Start EXCERPTED PASSAGE

Blandat Flashcards
(20 cards)
What is a body force
make an example of a body force
All external forces acting without physical contact on all particles of the system (and proportioal to their mass)
Gravitational and magnetic forces
What is a Surface force
make an example of a Surface force
all forces acting on a portion of the continuum system through its boundary surface
Pressure and viscous forces
Name three kinds of non-newtonian fluids.
How do they behave?
Dilatant (shear thickening): Higher rate of deformation at low shear stresses, then linear
Pseudoplastic: (shear thinning): Lower rate of deformation at low shear stresses, then linear.
Bingham plastic: behaves as a solid until a
high enough shear stress is achieved and then linear
What is the No Slip Condition
The no-slip condition shapes the velocity profile: the layer that sticks to the surface slows the velocity of the next adjacent fluid layer (because of viscous forces between the fluid layers)
The fluid has no velocity at the stationary surface
What is always true about the pressure at a point in a fluid at rest?
The pressure is isotropic:
The pressure at any point in a static fluid acts with the same magnitude in all directions
What is Stevin’s law
The pressure at any point within a fluid at rest is only proportional to the depth of that point
∂P/∂x=0, ∂P/∂y = 0, ∂P/∂z = -ρg = -γ
How does a manometer work?
A manometer uses a fluid column to measure the pressure differene
∆z = ∆P/ρg
∆P = ρgh
You can figure out the pressure by measuring the difference in elevation of the fluid.
In what conditions can the continuity equation be simplified?
Incompressible fluid: ρ is independent of time or spece > you can take it out of the integral > the densities cancel eachother
∫vdA = Q
Incompressible fluid + nondeformable CV:
∫vdA = Q = 0
Steady flow: ∂/∂t = 0 > the right side = 0 (Mass flow rate into CV = Mass flow rate out of CV)
∫ρvdA = 0
Uniform velocities at the cross section: replace the integral with a sum.
∫vdA = ΣvA = 0
When is the continuity equation used
When you are given most velocities and areas and need to calculate the last velocity or area.
Useally there are no forces in the problem
What defines steady flow?
The Mass flow rate into a fixed control volyme is equal to the Mass flow rate out of the control volume
∂/∂t = 0
What defines incompressible flow
The Volume flow rate into a fixed control volyme is equal to the Volume flow rate out of the control volume
What defines frictionless flow
When there are no viscous forces acting on the fluid
μ = 0
What are the terms of the bernoulli equation called?
Elevation head: z (gravitational potential energy)
Pressure head: P/γ (Flow work)
Velocity head: v^2/2g (Kinetic energy)
Piezometric head: z + P/γ (The sum of the first 2 terms above)
Total head: H (The sum of the first 3 terms above)
What does the components of the momentum equation represent?
FB = body forces
FS= surface forces
∂/∂t ∫ρvdV = rate of change of linear mumentum in the control volume (CV)
∫vρv*dA = rate at which linear mumentum is exiting the control surface (CS)
In what conditions can the Momentum equation be simplified?
Uniform flow:
∫vρvdA -> ΣρvAv
Steady flow:
∂/∂t ∫ρvdV = 0
When is the Momentum equation used
When you have forces, velocities and areas. Usually you have to calculate a Reaction force
How do you assess the flow regime?
You calculate the reynolds number (Re)
Laminar Re ≤ 2000
Transitional 2000 ≤ Re ≤ 4000
Turbulent Re ≥ 4000
What is relative roughness?
Roughness over the charecteristic length of the geometry
ε/D
What is pressure drop?
∆P/γ = ∆H
Happens in a horizontal pipe with steady velocity. The only thing that can change is the pressure head wich would drop in real fluids. (bernoullis equation)
What is the local losses proportional to?
the velocity squared
n V^2/2g

End EXCERPTED PASSAGE
Start SUPPLIED MATERIAL

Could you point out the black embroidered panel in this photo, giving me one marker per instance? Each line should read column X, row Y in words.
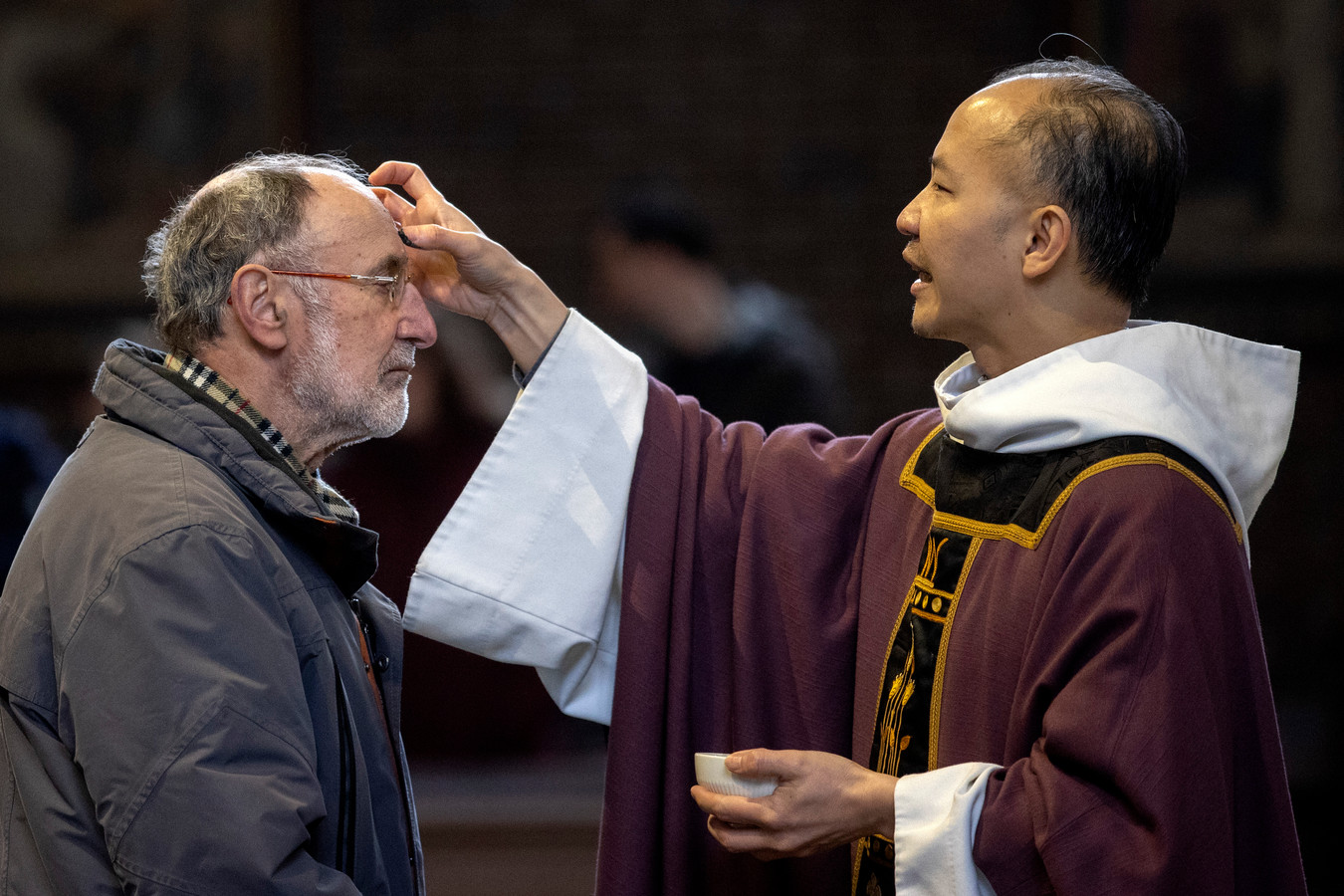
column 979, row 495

End SUPPLIED MATERIAL
Start SUPPLIED MATERIAL

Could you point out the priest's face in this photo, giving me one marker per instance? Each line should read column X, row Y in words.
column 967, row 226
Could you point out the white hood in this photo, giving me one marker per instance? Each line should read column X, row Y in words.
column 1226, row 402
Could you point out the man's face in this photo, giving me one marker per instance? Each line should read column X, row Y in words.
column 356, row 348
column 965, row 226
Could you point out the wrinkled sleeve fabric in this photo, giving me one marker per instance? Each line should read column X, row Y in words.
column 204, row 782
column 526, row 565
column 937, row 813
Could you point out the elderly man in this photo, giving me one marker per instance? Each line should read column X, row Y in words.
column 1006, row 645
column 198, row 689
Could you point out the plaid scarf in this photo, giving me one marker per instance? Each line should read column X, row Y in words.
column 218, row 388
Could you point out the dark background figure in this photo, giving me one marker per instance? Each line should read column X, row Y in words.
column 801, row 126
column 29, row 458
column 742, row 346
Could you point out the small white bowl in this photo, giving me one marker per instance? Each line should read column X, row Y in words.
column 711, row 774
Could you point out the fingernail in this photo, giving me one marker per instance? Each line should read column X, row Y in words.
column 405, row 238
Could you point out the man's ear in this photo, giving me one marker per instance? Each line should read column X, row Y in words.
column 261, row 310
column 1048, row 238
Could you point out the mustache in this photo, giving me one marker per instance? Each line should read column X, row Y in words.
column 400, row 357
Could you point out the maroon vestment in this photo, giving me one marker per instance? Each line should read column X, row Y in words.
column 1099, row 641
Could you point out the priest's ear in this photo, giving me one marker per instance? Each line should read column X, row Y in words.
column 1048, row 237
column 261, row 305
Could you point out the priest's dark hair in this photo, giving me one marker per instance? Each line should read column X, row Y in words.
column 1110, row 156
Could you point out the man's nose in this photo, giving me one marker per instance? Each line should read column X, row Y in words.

End SUPPLIED MATERIAL
Start SUPPLIED MATERIAL

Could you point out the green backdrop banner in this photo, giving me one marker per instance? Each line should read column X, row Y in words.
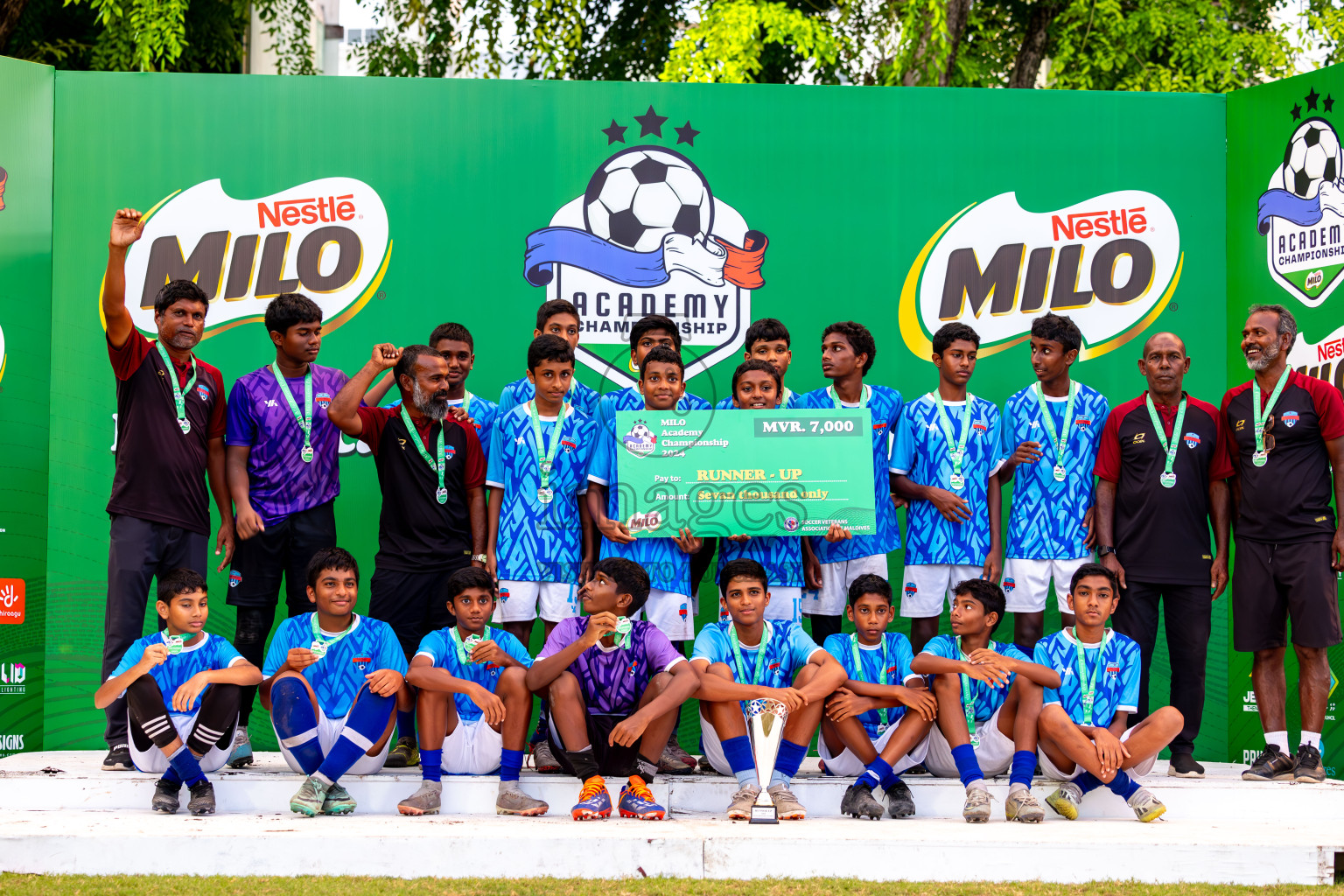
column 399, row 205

End SUPPLIED MATERIAL

(INSTRUCTIONS)
[1] List every term of the Bernoulli equation that the fluid mechanics flashcards name.
[2] In the fluid mechanics flashcards, rewrite the part between "FB = body forces" and "control surface (CS)", inclusive, swapping "body forces" for "gravity forces".
[3] According to the fluid mechanics flashcards, what Reynolds number range marks transitional flow?
The records have nothing to do with the fluid mechanics flashcards.

(REPLIES)
[1] Elevation head, pressure head, velocity head, piezometric head, total head

[2]
FB = gravity forces
FS= surface forces
∂/∂t ∫ρvdV = rate of change of linear mumentum in the control volume (CV)
∫vρv*dA = rate at which linear mumentum is exiting the control surface (CS)

[3] 2000 ≤ Re ≤ 4000